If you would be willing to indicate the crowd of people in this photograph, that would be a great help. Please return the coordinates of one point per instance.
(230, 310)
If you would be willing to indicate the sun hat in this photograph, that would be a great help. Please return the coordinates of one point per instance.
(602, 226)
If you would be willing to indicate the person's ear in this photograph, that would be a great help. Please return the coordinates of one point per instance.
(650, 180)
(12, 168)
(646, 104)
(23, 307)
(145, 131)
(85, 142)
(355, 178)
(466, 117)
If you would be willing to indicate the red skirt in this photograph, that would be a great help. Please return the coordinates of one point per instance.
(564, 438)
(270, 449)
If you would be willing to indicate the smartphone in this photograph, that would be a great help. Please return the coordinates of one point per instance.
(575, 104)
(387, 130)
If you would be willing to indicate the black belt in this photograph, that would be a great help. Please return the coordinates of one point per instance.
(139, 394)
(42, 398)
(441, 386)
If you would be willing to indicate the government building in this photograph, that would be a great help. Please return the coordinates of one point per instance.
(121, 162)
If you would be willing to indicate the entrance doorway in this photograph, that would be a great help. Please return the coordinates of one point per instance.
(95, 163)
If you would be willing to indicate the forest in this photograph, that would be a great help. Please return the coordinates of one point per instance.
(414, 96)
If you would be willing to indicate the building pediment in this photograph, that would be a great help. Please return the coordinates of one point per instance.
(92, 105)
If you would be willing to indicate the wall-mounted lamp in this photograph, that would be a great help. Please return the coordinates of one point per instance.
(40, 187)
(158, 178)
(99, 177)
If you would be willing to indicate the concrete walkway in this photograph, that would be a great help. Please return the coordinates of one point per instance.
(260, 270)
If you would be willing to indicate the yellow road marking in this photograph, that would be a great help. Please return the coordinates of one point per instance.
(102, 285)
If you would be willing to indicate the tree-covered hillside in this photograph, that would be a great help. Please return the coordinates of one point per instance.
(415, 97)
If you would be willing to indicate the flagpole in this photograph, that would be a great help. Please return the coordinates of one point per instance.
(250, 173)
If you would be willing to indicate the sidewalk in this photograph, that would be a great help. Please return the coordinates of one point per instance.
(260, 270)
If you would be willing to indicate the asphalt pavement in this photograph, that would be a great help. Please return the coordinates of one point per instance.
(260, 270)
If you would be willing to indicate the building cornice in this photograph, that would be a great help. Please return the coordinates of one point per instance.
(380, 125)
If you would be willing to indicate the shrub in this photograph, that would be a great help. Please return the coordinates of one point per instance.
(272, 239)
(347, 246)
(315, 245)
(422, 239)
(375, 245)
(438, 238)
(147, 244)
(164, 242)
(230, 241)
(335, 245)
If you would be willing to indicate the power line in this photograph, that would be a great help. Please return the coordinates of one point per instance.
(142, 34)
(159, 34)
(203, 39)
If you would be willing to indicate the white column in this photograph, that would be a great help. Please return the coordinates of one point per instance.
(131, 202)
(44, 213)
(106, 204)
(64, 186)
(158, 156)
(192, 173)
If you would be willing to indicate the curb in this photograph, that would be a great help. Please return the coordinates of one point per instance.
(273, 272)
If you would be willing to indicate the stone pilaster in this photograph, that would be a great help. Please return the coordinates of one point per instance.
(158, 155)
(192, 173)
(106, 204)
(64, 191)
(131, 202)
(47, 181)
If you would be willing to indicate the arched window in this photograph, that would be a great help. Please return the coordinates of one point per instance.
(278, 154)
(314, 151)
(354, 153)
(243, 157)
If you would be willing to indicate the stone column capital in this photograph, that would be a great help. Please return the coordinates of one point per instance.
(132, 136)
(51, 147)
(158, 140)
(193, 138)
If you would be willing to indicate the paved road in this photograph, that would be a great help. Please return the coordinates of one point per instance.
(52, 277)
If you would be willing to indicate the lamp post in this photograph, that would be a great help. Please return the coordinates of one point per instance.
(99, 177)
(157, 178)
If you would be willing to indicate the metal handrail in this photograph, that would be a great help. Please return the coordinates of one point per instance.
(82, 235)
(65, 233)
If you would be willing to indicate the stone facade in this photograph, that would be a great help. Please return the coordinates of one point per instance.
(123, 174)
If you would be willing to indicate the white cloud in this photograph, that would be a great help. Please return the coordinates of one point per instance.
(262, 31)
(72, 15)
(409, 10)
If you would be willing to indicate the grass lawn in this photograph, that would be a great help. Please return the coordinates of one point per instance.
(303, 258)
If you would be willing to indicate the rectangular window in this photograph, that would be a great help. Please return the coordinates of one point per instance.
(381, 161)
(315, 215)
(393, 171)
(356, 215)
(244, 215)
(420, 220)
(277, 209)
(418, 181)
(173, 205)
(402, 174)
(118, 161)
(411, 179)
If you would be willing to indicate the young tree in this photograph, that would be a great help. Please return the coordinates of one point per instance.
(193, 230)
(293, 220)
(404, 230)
====
• **REQUIRED TASK**
Copy the data above exactly. Every line must be included.

• **RESPONSE TO THE EXERCISE**
If you would be willing to indicate the crowd of people in this photograph, that would be a great help. Please return the coordinates of one point per instance.
(230, 310)
If you would be willing to indicate the sun hat in this photograph, that would be a great help. Please return the coordinates of one point per instance.
(602, 226)
If you would be willing to indicate the person's ear in this photograph, that would be a great help. Please return the coordinates of one point per instance.
(650, 180)
(12, 168)
(646, 104)
(23, 307)
(145, 131)
(85, 142)
(355, 178)
(466, 117)
If you would be willing to indicate the red skirt in this photograph, that would be a great help. Please return the coordinates of one point per instance.
(564, 438)
(270, 449)
If you would be willing to indicate the smartphone in this photograph, that would be a great help. Please return the coordinates of one point per instance.
(575, 104)
(387, 130)
If you would be willing to indicate the black belt in this photograph, that would be a great help. Please return the coordinates of one point per instance.
(139, 394)
(42, 398)
(441, 386)
If you would be willing to indicate the government building in this photograph, that would be a great help. Please return the coordinates of one point per instance.
(121, 162)
If you would be willing to indicate the entrance doorway in this photograph, that would be a great help. Please return the coordinates of one point per instance.
(95, 163)
If you would be willing to indicate the forest in this photograph, that would be a great help. Please return the coordinates of one point per instance.
(414, 96)
If you would be willing to indicate the building pediment in this photograph, that would be a great help. Please return the coordinates of one point per instance.
(92, 105)
If you would be willing to indicate the wall-mounted lamp in this photograph, that would be a great help. Please return the coordinates of one point per instance.
(40, 187)
(158, 178)
(99, 177)
If you would be willing to indicate the concrete walkway in this photograph, that would be a great help. Please return the coordinates of one point per instance.
(260, 270)
If you would be willing to indicate the yellow road marking in this photograph, that would be a great help. Please return the coordinates of one point per instance.
(102, 285)
If you would be willing to indicate the tree-covered hillside in this photograph, that would be a great help. Please return the coordinates of one point per instance.
(415, 97)
If you would be willing to indicate the flagpole in this photograph, that would be a great help. Please return the coordinates of one point per instance.
(250, 173)
If you would be willing to indicate the sidewalk in this photograph, that would be a great help. Please return the coordinates of one point per instance.
(260, 270)
If you would be willing to indicate the asphalt pavement in this photograph, that would be a great help. Please return the coordinates of one point per instance.
(260, 270)
If you would be willing to indicate the building cornice in this photograph, that would be a great help. Please return the coordinates of one point per instance.
(380, 125)
If you would be willing to indicate the shrub in this photograph, that would be a great help. Please return the coordinates of one point per instance.
(272, 239)
(347, 246)
(315, 245)
(422, 239)
(375, 245)
(438, 238)
(147, 244)
(164, 242)
(230, 241)
(335, 245)
If you would be willing to indicate the power line in this photograph, that would be a great help. Please return the coordinates of one point per instance.
(142, 34)
(159, 34)
(203, 39)
If you would be willing to indicate the white column in this photograph, that would be a great help. Please return the coordinates of one point per instance.
(131, 202)
(44, 213)
(106, 204)
(64, 186)
(158, 156)
(192, 173)
If you would be willing to indicate the curb in this photograph, that would be a great help. Please return the coordinates of one point per instance.
(273, 272)
If you would be willing to indicate the stone pilaster in this photograph, that would be a great help. Please return the coordinates of one point per instance.
(158, 155)
(192, 173)
(106, 204)
(64, 191)
(131, 202)
(47, 181)
If you would be willing to indicate the arched window in this photograph, that would be a great help. Please return the coordinates of one point per instance.
(278, 154)
(314, 151)
(354, 153)
(243, 157)
If you would be willing to indicate the stone column capital in this photograph, that would be a great help. Please return the coordinates of one point per instance.
(132, 136)
(51, 147)
(158, 140)
(193, 138)
If you would be willing to indicate the paved road in this photograph, that would be a great help. Please return the coordinates of one point per instance.
(52, 277)
If you would be willing to indicate the lamp post in this photograph, that would be a great help. Please return the coordinates of one point per instance.
(99, 177)
(157, 178)
If you would be willing to indicate the metal handrail in this photograph, that would be a great help. Please return the coordinates of one point per instance.
(82, 235)
(65, 233)
If you would be willing to indicate the stone facade in this photograph, that would be a great help. Please return the coordinates of one point per instance.
(123, 174)
If you would be willing to indicate the white cloud in this photograph, that would be a great help. Please return the coordinates of one point per instance.
(262, 31)
(72, 15)
(409, 10)
If you would be willing to indicate the grass lawn in this photograph, that would be a great help. Please return the coordinates of one point per instance.
(303, 258)
If you would be willing to indicate the rectangular window in this photograph, that would be a great help. Please return the coordinates of one point per instance.
(381, 161)
(315, 215)
(393, 171)
(356, 215)
(244, 215)
(420, 220)
(277, 209)
(418, 181)
(173, 205)
(402, 174)
(118, 161)
(411, 179)
If you would be willing to indicate the young tree in this photograph, that would be a great help. Please return the coordinates of one point per instance.
(193, 230)
(293, 220)
(404, 230)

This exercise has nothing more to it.